Orphans

In Ukraine, children are admitted to hospitals along with a parent.  The parent attends to all the needs of the child except for the actual medical treatment.  This includes feeding them, changing diapers, playing with them, providing clothing and fresh sheets.

The children that Marianna visits have no parent — and so no extra attention.  They are children diagnosed as HIV+ and are either true orphans or abandoned.  The staffs in the hospitals are too sparse and too busy to attend to the extra needs of the orphans.  It is a privilege to be able to hold these children as they eat, to tickle them, to kiss them, to toss them in the air, and to simply love them.

UMO supplies the funds to hire two workers to actually be in the room with these children six days a week, from 9:00 to 4:30.

Marianna also visits children at Okmatdet, the national children’s hospital in Kyiv.  These children are some of the most difficult cases of HIV/AIDS in the country.  And many of these children do have a parent or other relative staying with them.  Marianna provides a break in their routine week by playing games with the children, bringing along special friends with musical instruments (oftentimes adopting families in Ukraine who have some free time to give to these children), strolling the grounds with the older children and taking lots of pictures to provide periodic slide shows of the children themselves.

As we learned more about these children and the stigma that goes along with the HIV+ status, we wanted to do something special for these specific children.  We decided to offer a day camp and we loaded the children on a chartered bus and drove them out of the city each day to a church campsite.  They joined the neighborhood children for five days of sports, crafts, Bible lessons, and music.

▸ Required tasks:
1) According to the orphans text, during what hours are the UMO-funded workers in the room with the children?
2) Using the orphans text, explain why the HIV+ orphans in the hospitals receive less attention than other hospitalized children.

▸ Dataset records:
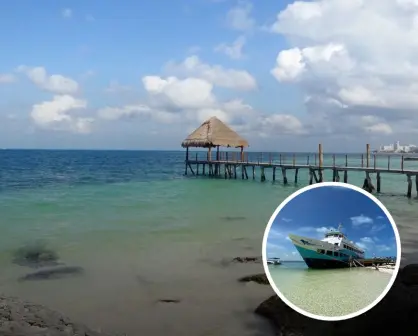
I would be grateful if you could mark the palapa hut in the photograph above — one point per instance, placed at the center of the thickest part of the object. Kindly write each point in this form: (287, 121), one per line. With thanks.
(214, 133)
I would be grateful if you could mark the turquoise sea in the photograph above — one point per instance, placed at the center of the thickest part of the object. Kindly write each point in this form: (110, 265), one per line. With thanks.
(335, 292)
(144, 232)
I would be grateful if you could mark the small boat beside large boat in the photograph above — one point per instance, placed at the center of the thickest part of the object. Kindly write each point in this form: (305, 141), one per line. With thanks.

---

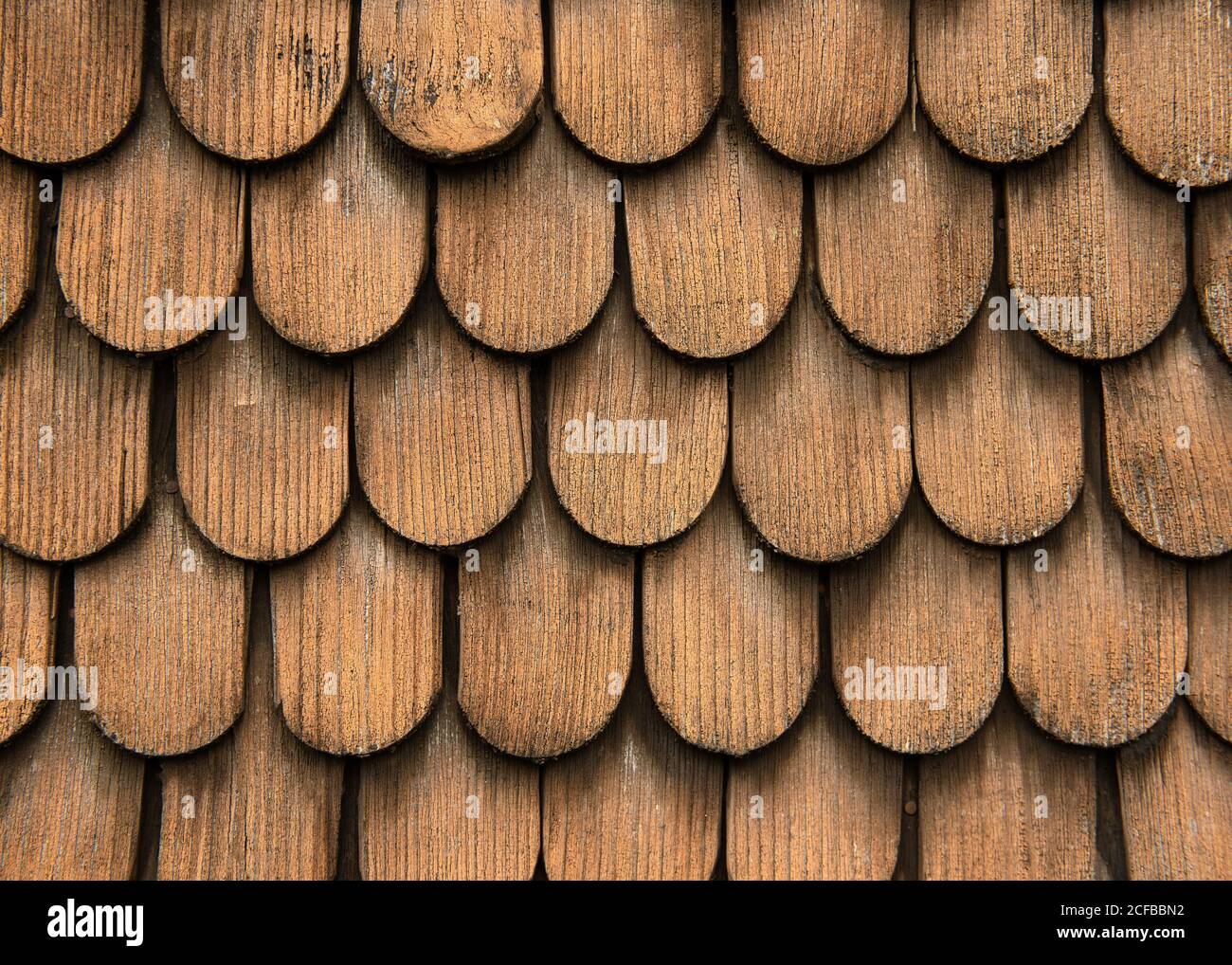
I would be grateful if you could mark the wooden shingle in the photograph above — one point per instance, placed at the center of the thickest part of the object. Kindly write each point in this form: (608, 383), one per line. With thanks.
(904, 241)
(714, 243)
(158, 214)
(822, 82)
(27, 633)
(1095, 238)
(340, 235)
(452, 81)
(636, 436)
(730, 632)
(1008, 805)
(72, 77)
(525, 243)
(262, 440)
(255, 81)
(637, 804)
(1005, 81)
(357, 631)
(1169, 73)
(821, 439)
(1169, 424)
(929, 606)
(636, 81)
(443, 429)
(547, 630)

---

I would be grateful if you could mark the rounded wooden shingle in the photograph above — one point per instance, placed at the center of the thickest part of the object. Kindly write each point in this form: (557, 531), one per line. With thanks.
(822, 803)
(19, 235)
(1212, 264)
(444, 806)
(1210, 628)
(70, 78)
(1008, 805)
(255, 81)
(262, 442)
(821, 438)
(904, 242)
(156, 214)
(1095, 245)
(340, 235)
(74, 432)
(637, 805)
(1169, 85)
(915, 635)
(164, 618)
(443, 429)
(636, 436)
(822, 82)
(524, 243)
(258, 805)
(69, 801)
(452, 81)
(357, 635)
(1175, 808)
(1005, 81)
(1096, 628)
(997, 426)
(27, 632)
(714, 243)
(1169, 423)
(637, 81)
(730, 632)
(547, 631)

▸ Written responses:
1) From 9:00 to 4:30, six days a week.

2) In Ukraine, a parent is admitted to the hospital with the child and handles every need except medical treatment, such as feeding, diaper changes, play, clothing, and fresh sheets. The orphans have no parent to do this, and the hospital staff are too sparse and too busy to meet those extra needs.